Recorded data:
====
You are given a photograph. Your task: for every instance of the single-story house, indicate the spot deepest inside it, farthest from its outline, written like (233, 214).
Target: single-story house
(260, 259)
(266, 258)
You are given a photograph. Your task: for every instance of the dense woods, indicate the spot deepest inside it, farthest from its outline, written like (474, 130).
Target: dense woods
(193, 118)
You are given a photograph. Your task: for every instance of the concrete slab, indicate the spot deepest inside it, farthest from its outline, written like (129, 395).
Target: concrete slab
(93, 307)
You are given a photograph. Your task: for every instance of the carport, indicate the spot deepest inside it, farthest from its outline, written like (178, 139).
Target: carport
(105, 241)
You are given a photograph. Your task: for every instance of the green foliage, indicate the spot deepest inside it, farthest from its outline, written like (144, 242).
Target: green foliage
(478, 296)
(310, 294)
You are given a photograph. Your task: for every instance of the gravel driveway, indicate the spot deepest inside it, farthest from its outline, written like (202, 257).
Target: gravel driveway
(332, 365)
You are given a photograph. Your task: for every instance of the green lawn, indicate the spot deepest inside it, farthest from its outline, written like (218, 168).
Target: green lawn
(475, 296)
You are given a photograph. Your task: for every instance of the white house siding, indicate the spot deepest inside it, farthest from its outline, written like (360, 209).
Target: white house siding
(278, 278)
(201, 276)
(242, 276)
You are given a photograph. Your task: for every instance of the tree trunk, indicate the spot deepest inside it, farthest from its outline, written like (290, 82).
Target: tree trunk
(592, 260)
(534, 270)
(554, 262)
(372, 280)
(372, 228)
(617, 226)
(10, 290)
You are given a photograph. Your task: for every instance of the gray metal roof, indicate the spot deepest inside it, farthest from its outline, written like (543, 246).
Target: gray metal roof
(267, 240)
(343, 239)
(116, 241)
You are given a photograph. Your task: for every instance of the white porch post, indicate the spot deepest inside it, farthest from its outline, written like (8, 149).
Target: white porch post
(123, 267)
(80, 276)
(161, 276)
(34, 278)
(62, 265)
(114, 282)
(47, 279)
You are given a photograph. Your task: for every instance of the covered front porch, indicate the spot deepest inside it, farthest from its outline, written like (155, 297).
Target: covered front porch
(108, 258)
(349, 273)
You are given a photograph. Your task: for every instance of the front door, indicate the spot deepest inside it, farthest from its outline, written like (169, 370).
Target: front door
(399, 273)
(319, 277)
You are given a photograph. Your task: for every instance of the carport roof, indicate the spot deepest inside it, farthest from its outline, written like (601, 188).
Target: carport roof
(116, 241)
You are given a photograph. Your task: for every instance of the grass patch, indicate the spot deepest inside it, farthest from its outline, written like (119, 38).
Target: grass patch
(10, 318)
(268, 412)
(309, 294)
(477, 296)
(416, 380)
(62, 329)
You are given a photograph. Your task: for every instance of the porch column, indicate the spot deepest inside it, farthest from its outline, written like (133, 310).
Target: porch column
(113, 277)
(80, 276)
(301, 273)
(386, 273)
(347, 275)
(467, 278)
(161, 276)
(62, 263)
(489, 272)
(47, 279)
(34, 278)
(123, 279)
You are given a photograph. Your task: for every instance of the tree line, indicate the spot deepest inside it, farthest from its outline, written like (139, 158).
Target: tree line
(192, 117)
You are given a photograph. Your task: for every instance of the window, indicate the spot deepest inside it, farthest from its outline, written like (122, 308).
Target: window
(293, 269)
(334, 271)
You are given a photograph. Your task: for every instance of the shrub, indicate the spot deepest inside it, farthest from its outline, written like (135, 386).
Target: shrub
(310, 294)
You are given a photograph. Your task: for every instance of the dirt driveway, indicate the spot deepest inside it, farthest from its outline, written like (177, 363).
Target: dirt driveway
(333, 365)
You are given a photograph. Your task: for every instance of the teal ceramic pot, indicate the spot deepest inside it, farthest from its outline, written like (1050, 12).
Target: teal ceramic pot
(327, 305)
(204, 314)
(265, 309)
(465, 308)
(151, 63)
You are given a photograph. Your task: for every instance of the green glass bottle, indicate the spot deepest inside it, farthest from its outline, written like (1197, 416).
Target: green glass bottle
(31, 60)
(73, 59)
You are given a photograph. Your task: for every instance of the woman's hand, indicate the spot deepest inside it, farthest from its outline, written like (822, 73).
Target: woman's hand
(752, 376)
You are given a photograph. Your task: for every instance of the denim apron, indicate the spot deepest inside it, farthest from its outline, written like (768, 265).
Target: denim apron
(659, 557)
====
§ EXERCISE INSTRUCTIONS
The expected answer is an exact copy of the lines above, beginning at the line with "Target: concrete slab" and ending at the line with "like (144, 242).", with both ends in.

§ ANSWER BOX
Target: concrete slab
(93, 307)
You are given a photograph. Your task: for every instance of the carport, indicate the spot deepest inside it, farthest from its outline, written like (178, 139).
Target: carport
(105, 241)
You are given a photograph. Your task: for every instance of the green foliage, indicate the spot deepest inside it, farthest from its outline, written like (144, 242).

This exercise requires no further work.